[Saved entries]

= = = = = = =

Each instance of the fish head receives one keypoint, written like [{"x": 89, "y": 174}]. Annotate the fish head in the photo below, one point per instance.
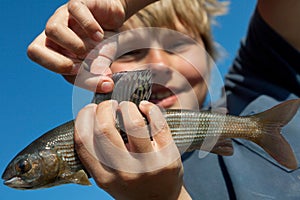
[{"x": 31, "y": 170}]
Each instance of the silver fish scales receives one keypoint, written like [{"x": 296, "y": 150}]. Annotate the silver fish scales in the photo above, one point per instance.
[{"x": 52, "y": 160}]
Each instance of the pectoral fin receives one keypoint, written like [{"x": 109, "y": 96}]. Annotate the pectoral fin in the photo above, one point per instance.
[{"x": 80, "y": 177}]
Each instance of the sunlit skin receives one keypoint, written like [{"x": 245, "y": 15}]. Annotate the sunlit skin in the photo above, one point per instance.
[{"x": 179, "y": 65}]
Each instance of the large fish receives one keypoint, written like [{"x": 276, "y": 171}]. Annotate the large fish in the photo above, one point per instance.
[{"x": 52, "y": 160}]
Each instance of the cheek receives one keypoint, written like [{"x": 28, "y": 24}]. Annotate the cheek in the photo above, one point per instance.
[{"x": 195, "y": 70}]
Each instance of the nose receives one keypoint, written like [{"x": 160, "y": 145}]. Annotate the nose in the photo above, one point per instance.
[
  {"x": 159, "y": 57},
  {"x": 160, "y": 63}
]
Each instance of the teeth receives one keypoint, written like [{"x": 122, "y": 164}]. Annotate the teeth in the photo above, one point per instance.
[{"x": 161, "y": 95}]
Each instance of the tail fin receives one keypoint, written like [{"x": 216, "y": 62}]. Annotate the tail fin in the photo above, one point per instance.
[{"x": 272, "y": 141}]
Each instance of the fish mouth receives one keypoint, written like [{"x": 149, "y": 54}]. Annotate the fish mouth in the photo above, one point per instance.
[{"x": 15, "y": 182}]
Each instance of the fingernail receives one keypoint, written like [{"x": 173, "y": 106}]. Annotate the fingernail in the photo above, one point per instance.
[
  {"x": 107, "y": 86},
  {"x": 98, "y": 36},
  {"x": 75, "y": 68}
]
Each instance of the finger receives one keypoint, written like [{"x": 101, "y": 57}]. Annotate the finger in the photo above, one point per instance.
[
  {"x": 136, "y": 129},
  {"x": 84, "y": 127},
  {"x": 159, "y": 128},
  {"x": 57, "y": 29},
  {"x": 50, "y": 59},
  {"x": 105, "y": 124},
  {"x": 92, "y": 82},
  {"x": 83, "y": 139},
  {"x": 81, "y": 13},
  {"x": 104, "y": 54}
]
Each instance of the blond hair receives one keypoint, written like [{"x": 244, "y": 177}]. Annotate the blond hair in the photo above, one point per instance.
[{"x": 196, "y": 16}]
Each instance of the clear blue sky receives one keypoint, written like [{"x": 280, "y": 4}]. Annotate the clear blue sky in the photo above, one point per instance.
[{"x": 34, "y": 100}]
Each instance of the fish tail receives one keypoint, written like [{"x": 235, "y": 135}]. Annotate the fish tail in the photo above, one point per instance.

= = = = = = =

- Work required
Each line above should be printed again exactly, though the pictures should not be.

- Answer space
Each instance of the fish head receives one keypoint, written like [{"x": 89, "y": 174}]. Annotate the fish head in the photo below, one point per instance.
[{"x": 31, "y": 170}]
Each instance of the silver fish scales receives one keypoint, written like [{"x": 296, "y": 150}]. Annotate the silver fish scales in the photo above, one point per instance.
[{"x": 52, "y": 160}]
Each instance of the pectoral fin receives one keypoint, written like [{"x": 109, "y": 96}]. Annotate the pectoral fin in the photo above, one point per instance.
[{"x": 80, "y": 177}]
Each instance of the sunlit skin receives one keypoint, written like [{"x": 245, "y": 15}]. Annotate the sunlit skin in the photo above, one point per instance.
[{"x": 179, "y": 65}]
Each instance of the large fish receives one keypoint, written like [{"x": 276, "y": 171}]. Annotate the large fish in the photo above, one point per instance.
[{"x": 52, "y": 160}]
Each instance of the cheek receives one keypoint, written like [{"x": 28, "y": 24}]. Annotate the cheek in the photo above, one point per instance.
[{"x": 195, "y": 70}]
Each instance of the nose receives one keypoint, written like [{"x": 160, "y": 145}]. Annotate the nose in the photo above, one point per instance.
[
  {"x": 159, "y": 57},
  {"x": 160, "y": 63}
]
Each instance of the teeth receives one keypoint, written like [{"x": 122, "y": 164}]. Annotate the teeth in the photo above, one point per instance.
[{"x": 161, "y": 95}]
Each instance of the tail fin receives one keypoint, written like [{"x": 216, "y": 62}]. Annotate the tail fin in the photo above, one point per instance.
[{"x": 272, "y": 141}]
Each instance of the fish mouth receives one keypoint, written like [{"x": 149, "y": 54}]. Annotate the fish mouth in the photo above, one point per instance.
[{"x": 15, "y": 182}]
Each instance of the fingernail receives one keypoint, written like [{"x": 173, "y": 106}]. Annotate the fingernail in the photo above, one point per instance.
[
  {"x": 107, "y": 86},
  {"x": 98, "y": 36},
  {"x": 75, "y": 68}
]
Each instance of the finger receives one keypoint, written like [{"x": 101, "y": 57}]. Annotate the finger in the photo above, one point per instance.
[
  {"x": 136, "y": 129},
  {"x": 84, "y": 127},
  {"x": 159, "y": 128},
  {"x": 57, "y": 29},
  {"x": 50, "y": 59},
  {"x": 105, "y": 124},
  {"x": 92, "y": 82},
  {"x": 83, "y": 139},
  {"x": 81, "y": 13},
  {"x": 104, "y": 54}
]
Each instance of the blond hair receives one keypoint, written like [{"x": 244, "y": 177}]. Annotate the blond hair in the photo above, one point per instance.
[{"x": 196, "y": 16}]
Each instance of the clear blue sky receives one keypoint, written like [{"x": 280, "y": 4}]. Annotate the clear blue sky in the photo above, one point per instance.
[{"x": 34, "y": 100}]
Each instance of the fish tail receives one keypoint, written like [{"x": 235, "y": 135}]. Annotate the fish tail in the photo above, one point per instance.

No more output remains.